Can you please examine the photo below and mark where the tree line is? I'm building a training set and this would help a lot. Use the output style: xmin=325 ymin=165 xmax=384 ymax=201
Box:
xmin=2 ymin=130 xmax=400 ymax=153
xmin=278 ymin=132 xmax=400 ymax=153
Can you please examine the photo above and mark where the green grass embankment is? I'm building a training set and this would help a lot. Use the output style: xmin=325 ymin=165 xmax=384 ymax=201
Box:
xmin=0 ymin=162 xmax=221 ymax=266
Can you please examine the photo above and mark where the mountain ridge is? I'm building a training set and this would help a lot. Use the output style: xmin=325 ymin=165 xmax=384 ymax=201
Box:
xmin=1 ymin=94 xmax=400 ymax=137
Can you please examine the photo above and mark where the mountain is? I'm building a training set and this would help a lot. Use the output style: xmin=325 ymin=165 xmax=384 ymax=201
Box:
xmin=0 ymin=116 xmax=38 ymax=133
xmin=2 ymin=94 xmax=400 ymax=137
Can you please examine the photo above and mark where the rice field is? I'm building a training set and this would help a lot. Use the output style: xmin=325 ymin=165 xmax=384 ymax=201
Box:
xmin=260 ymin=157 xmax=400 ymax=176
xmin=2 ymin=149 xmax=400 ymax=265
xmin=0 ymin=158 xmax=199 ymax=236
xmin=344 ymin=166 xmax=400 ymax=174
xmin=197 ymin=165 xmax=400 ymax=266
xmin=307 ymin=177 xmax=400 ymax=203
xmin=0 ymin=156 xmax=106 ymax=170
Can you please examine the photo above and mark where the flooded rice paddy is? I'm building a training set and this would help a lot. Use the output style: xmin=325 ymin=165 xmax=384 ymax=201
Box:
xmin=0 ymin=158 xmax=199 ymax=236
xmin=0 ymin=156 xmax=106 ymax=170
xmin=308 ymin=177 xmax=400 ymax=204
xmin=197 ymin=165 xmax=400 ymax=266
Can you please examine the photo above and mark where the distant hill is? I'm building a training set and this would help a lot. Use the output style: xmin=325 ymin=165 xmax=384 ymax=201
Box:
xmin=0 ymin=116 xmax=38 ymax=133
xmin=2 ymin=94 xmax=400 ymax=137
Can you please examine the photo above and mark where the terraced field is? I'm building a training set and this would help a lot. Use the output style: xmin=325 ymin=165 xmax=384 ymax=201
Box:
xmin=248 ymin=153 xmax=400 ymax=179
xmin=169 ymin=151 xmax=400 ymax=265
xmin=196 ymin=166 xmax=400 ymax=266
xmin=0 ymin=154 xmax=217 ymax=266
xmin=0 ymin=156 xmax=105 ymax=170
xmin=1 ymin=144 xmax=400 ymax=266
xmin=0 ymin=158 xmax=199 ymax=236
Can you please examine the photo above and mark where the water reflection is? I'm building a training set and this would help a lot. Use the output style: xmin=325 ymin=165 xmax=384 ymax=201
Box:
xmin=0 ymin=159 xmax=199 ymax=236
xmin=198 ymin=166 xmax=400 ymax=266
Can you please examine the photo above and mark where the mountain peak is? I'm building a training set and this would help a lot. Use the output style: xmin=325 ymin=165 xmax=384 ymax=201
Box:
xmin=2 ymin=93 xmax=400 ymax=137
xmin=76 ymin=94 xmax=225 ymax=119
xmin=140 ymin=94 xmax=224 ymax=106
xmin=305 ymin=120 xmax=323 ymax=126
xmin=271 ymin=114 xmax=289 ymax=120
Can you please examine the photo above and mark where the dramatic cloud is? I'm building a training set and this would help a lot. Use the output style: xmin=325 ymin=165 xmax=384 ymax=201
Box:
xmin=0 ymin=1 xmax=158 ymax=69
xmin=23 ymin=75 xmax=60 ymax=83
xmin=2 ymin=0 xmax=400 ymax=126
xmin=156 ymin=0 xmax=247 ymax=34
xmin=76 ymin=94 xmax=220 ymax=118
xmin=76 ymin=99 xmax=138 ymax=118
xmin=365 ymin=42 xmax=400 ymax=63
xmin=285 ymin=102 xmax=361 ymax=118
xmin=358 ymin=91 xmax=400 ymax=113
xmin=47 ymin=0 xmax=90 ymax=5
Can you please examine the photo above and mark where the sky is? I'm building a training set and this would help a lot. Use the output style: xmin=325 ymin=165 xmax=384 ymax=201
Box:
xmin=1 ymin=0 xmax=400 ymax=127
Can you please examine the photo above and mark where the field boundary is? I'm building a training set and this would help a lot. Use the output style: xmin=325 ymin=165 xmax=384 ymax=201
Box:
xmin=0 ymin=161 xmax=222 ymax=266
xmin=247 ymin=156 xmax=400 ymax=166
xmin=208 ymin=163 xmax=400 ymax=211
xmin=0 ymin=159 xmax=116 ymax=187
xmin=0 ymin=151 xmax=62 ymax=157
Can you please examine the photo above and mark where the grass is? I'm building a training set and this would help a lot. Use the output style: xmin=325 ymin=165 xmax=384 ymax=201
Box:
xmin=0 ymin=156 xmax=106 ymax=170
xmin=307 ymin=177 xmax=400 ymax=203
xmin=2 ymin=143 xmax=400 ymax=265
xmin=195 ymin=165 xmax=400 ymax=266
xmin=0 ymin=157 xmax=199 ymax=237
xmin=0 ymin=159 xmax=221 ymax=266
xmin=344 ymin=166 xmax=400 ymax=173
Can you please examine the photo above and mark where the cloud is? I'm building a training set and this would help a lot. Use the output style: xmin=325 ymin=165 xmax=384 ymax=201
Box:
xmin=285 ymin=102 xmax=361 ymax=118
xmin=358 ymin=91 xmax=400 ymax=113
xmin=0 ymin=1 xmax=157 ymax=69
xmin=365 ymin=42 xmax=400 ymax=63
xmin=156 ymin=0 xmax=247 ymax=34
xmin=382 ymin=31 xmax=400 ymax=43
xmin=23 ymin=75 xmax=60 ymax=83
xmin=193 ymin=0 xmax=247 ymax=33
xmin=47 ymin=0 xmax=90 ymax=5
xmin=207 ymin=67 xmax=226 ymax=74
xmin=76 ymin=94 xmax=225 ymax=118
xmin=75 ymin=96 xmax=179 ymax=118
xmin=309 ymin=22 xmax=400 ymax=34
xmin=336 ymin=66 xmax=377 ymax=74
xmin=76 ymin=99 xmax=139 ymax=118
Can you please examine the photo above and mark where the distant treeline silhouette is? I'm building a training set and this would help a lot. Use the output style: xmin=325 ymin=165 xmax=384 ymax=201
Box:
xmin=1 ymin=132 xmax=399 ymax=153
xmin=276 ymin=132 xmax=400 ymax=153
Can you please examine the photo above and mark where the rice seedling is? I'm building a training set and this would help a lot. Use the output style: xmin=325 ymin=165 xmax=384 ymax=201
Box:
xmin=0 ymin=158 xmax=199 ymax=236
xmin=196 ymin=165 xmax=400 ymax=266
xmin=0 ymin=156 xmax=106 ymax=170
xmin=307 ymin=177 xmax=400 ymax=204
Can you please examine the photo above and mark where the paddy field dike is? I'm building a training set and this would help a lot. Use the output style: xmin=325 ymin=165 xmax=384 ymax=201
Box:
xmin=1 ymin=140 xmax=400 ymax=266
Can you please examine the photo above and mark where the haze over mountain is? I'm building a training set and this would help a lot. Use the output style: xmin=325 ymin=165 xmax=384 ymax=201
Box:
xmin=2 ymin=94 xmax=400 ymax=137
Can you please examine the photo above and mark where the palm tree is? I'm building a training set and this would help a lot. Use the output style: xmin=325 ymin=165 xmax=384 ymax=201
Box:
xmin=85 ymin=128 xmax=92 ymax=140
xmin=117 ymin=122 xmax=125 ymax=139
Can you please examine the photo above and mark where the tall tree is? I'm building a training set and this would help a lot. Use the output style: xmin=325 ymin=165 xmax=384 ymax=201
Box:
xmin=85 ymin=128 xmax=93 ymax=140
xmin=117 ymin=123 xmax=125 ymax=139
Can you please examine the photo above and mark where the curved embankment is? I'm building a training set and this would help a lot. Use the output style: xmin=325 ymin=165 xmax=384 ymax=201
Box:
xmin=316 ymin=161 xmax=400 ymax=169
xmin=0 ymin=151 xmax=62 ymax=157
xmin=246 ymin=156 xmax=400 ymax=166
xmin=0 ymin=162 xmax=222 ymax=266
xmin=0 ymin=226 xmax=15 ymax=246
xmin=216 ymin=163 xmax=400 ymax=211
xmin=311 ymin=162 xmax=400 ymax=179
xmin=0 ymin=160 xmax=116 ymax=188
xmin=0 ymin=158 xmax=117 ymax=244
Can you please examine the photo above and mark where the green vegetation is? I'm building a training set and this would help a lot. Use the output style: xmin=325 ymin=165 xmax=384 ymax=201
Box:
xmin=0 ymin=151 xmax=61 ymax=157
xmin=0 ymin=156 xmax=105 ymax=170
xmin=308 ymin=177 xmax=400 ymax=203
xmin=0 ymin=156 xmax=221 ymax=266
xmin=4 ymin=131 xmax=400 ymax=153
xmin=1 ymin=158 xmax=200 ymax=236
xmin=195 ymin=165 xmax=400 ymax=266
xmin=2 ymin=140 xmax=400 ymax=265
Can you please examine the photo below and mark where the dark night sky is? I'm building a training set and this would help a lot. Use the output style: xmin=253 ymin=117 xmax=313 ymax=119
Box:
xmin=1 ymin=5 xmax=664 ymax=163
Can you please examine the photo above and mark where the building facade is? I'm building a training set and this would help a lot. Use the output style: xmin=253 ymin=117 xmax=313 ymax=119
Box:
══════════════════════════════
* **WHAT YOU HAVE TO DO**: Among the entries above, locate the lines containing "where the palm" and "the green vegetation", and transcribe exactly those two lines and all lines between.

* **RESULT FOR THIS TASK**:
Can you please examine the photo above and mark where the palm tree is? I'm building a training set and this would help a lot. Use the output style: xmin=325 ymin=165 xmax=384 ymax=201
Box:
xmin=85 ymin=128 xmax=92 ymax=140
xmin=117 ymin=122 xmax=125 ymax=139
Can you please examine the photo above and mark where the tall tree is? I'm building a training set and this would help a lot. Use the output style: xmin=325 ymin=165 xmax=384 ymax=201
Box:
xmin=85 ymin=128 xmax=93 ymax=140
xmin=117 ymin=123 xmax=125 ymax=139
Can you please examine the photo above and mark where the curved embankment is? I'm building a training set and this would help a lot. Use the output style: xmin=325 ymin=165 xmax=384 ymax=201
Box:
xmin=316 ymin=161 xmax=400 ymax=169
xmin=0 ymin=151 xmax=62 ymax=157
xmin=246 ymin=156 xmax=400 ymax=166
xmin=0 ymin=162 xmax=222 ymax=266
xmin=0 ymin=226 xmax=15 ymax=246
xmin=216 ymin=163 xmax=400 ymax=211
xmin=311 ymin=162 xmax=400 ymax=179
xmin=0 ymin=160 xmax=116 ymax=188
xmin=0 ymin=158 xmax=117 ymax=244
Can you please examine the photo above and mark where the green vegetation is? I'm building a training set and this would help a lot. Use the output style: xmin=325 ymin=165 xmax=384 ymax=201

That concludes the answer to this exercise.